> **Goal of the exercise**: Retype the entries exactly, keeping every line intact.

> **Data to examine**:
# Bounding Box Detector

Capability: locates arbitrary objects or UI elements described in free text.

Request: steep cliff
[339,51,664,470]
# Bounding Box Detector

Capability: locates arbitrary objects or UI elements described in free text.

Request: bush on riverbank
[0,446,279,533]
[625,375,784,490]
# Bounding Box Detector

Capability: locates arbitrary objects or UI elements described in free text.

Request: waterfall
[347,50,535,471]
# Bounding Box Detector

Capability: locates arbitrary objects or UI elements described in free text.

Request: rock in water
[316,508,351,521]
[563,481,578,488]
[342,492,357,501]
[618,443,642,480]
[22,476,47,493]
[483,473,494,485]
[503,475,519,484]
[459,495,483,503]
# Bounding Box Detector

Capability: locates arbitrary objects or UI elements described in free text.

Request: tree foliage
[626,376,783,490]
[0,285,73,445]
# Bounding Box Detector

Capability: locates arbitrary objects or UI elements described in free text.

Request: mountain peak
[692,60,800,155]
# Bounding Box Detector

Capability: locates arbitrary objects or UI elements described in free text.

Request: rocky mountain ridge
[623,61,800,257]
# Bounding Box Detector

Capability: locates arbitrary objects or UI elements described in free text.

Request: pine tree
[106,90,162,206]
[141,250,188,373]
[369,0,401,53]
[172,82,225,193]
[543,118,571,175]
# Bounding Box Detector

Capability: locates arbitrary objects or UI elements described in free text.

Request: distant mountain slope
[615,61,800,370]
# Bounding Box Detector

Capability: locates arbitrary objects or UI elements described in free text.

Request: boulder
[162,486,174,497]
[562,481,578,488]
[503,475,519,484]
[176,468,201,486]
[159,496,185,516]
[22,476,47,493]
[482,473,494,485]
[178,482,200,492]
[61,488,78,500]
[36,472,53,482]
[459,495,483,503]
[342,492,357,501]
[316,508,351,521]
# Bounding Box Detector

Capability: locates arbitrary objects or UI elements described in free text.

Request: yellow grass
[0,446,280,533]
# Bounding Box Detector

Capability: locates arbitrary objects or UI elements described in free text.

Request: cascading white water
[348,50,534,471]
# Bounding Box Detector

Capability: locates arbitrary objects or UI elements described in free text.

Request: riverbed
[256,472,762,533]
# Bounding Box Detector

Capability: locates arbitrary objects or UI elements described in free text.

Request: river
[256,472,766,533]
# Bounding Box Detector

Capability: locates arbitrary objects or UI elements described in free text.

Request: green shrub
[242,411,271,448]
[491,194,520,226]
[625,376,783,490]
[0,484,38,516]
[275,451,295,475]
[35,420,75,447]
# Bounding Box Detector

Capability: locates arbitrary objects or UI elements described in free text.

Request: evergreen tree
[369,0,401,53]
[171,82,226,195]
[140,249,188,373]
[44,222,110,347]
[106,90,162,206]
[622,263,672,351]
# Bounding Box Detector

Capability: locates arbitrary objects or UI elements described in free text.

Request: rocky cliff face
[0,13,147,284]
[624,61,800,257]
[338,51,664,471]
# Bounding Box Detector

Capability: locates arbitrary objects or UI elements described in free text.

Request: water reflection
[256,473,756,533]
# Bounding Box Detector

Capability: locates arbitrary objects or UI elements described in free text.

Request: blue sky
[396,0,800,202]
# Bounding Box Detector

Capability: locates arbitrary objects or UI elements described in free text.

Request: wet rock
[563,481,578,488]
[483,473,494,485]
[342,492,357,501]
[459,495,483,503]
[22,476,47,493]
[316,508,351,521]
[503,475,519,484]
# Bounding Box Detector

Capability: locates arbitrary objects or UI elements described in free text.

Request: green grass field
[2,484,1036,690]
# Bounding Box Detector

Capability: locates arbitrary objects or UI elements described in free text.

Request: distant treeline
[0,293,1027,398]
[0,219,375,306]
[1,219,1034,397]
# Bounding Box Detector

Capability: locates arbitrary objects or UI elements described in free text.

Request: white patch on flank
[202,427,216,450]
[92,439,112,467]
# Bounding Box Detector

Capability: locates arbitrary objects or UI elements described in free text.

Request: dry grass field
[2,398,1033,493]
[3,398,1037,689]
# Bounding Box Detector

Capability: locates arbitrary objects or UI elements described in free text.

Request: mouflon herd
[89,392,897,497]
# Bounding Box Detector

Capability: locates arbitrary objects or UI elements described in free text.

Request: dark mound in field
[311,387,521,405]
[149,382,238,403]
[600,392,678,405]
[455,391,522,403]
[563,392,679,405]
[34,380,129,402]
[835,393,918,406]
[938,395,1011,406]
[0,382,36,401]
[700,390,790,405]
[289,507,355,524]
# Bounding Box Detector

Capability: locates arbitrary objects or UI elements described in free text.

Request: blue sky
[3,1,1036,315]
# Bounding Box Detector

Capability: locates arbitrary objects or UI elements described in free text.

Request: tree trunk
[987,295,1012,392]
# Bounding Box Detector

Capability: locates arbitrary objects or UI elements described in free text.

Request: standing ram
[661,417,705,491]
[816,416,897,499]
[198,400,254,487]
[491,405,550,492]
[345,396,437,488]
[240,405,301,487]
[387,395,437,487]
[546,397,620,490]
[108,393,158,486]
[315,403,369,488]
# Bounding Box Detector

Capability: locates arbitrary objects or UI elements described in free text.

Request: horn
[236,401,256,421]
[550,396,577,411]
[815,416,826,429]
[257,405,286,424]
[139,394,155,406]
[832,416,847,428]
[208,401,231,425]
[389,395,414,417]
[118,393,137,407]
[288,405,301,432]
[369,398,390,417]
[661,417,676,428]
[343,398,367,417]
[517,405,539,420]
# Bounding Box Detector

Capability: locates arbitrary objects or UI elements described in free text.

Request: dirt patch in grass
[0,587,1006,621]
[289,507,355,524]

> **Reply to the task**:
# Bounding Box Detector

Capability: locates arbitrary objects or UI elements described in free text.

Request: steep cliff
[339,51,664,470]
# Bounding Box Detector

Capability: locates arbitrary objects or UI elements described in free text.

Request: bush on riverbank
[0,446,279,533]
[625,375,784,490]
# Bounding Box Detector

Capability: locates arbitrary objects or UI elements described in free text.

Request: waterfall
[347,50,535,471]
# Bounding Box Detector

Capability: locates arbitrary objects or UI elements described in free text.

Request: rock in water
[316,508,351,521]
[563,481,578,488]
[342,492,357,501]
[618,443,642,480]
[22,476,47,493]
[483,473,494,485]
[503,475,519,484]
[459,495,483,503]
# Bounding Box Detector

Capability: locates arbitrary objects or UI elements described in free text.

Request: tree foliage
[626,376,783,490]
[0,285,73,445]
# Bounding Box Detector

Capability: locates arbitrary objects or UI elements described in free text.

Request: mountain peak
[692,60,800,155]
# Bounding Box Detector

Capability: locates arbitrary objects or UI elements described in free text.

Request: rocky mountain ridge
[623,61,800,257]
# Bounding Box Detector

Capability: locates arbitrary objects or UI elements described in free text.

Request: pine tree
[106,90,162,206]
[141,250,188,373]
[369,0,401,53]
[172,82,225,193]
[543,118,571,175]
# Bounding Box Detector

Capability: locates arbitrary objects or UI elements described in free text.

Request: distant mountain slope
[615,61,800,370]
# Bounding Box Detector

Capability: locates arbitrary objects or UI elements described in free text.

Request: boulder
[162,486,174,497]
[562,481,578,488]
[503,475,519,484]
[176,468,201,486]
[159,496,185,516]
[22,476,47,493]
[482,473,494,485]
[178,482,200,492]
[61,488,78,500]
[36,472,53,482]
[459,495,483,503]
[342,492,357,501]
[316,508,351,521]
# Bounding Box Detector

Capability: locates arbitrary objects or UI elements described in free text.

Request: yellow grass
[0,446,280,533]
# Bounding Box Detector

Capability: locates arbitrary objects or UI elements described in free text.

Request: cascading white water
[348,50,534,471]
# Bounding Box Detector

Capability: locates arbitrary objects or UI elements described in free text.

Request: riverbed
[256,472,762,533]
# Bounding Box Detector

Capability: locates arbitrary objects or UI elements described in free text.

Request: river
[256,472,766,533]
# Bounding Box Detector

Capability: locates arbitrary objects or UI elements described in free text.

Request: green shrub
[242,411,271,448]
[491,194,520,226]
[625,376,783,490]
[0,484,38,516]
[275,451,295,475]
[35,420,75,447]
# Bounding Box Detector

Capability: locates arbitrary objects or UI elements described in free text.

Request: evergreen tree
[369,0,401,53]
[171,82,226,195]
[140,249,188,373]
[44,222,110,347]
[106,90,162,206]
[622,263,672,351]
# Bounding Box Detector

Capability: locates arbitrary objects or UI elements described in free text.

Request: rocky cliff face
[0,13,147,284]
[624,61,800,257]
[338,51,664,471]
# Bounding Box Detector

Capability: locates arbitrary objects or UI elements described in free text.

Request: water reflection
[256,473,756,533]
# Bounding Box Detector

Capability: locates arbitrary objects or UI elements described in free text.

Request: blue sky
[396,0,800,202]
# Bounding Box Detector

Capability: locates arbitrary objects or UI elements described in free text.

Request: wet rock
[563,481,578,488]
[483,473,494,485]
[342,492,357,501]
[459,495,483,503]
[22,476,47,493]
[316,508,351,521]
[503,475,519,484]
# Bounding Box Detector

Capability: locates arbitrary objects or UI elements described in free text.

Request: green grass field
[2,484,1036,690]
# Bounding Box Detector

Capability: locates arbitrary objects or UI elements described in free text.

Request: distant treeline
[0,293,1027,398]
[0,219,375,306]
[1,219,1034,397]
# Bounding Box Detector

Capability: locates arbitrary objects or UI elements described in free text.

Request: white patch on flank
[202,427,216,450]
[92,439,112,467]
# Bounding Box Detector

Capability: locates arbitrary objects or UI elements described in free text.

Request: dry grass field
[2,398,1033,493]
[3,398,1037,689]
# Bounding Box Detector

Capability: locates arbitrary objects or UI elements described in free text.

Request: mouflon herd
[89,392,897,497]
# Bounding Box Detector

Capability: locates arbitrary objects or UI elements described in free text.

Request: dark mound in field
[311,387,521,405]
[149,382,238,403]
[600,392,678,405]
[455,391,522,403]
[563,392,679,405]
[34,380,129,402]
[835,393,918,406]
[938,395,1011,406]
[0,382,36,401]
[700,390,790,405]
[289,507,355,524]
# Bounding Box Detector

Capability: locates arbitrary objects or UI elements described in free text.

Request: blue sky
[3,1,1036,315]
# Bounding Box Detector

Capability: locates arbitrary objects or UI elements described in free text.

Request: tree trunk
[987,295,1012,392]
# Bounding Box Detector

Capability: locates arbitrary objects or UI elements described in free text.

Request: standing ram
[661,417,705,491]
[816,416,897,499]
[198,400,254,487]
[491,405,550,492]
[345,396,437,488]
[240,405,301,487]
[387,395,437,487]
[546,397,620,490]
[108,393,158,486]
[315,403,369,488]
# Bounding Box Detector

Capability: locates arbitrary objects or UI elements described in free text.

Request: horn
[236,401,256,421]
[550,396,577,411]
[815,416,826,429]
[257,405,286,424]
[139,394,155,406]
[832,416,847,428]
[208,401,231,425]
[389,395,414,417]
[118,393,137,407]
[288,405,301,432]
[369,398,390,417]
[661,417,676,428]
[343,398,367,417]
[517,405,539,420]
# Bounding Box Detector

Capability: locates arbitrary objects or UI elements described in free text.

Request: dirt patch in grass
[0,587,1006,621]
[289,507,355,524]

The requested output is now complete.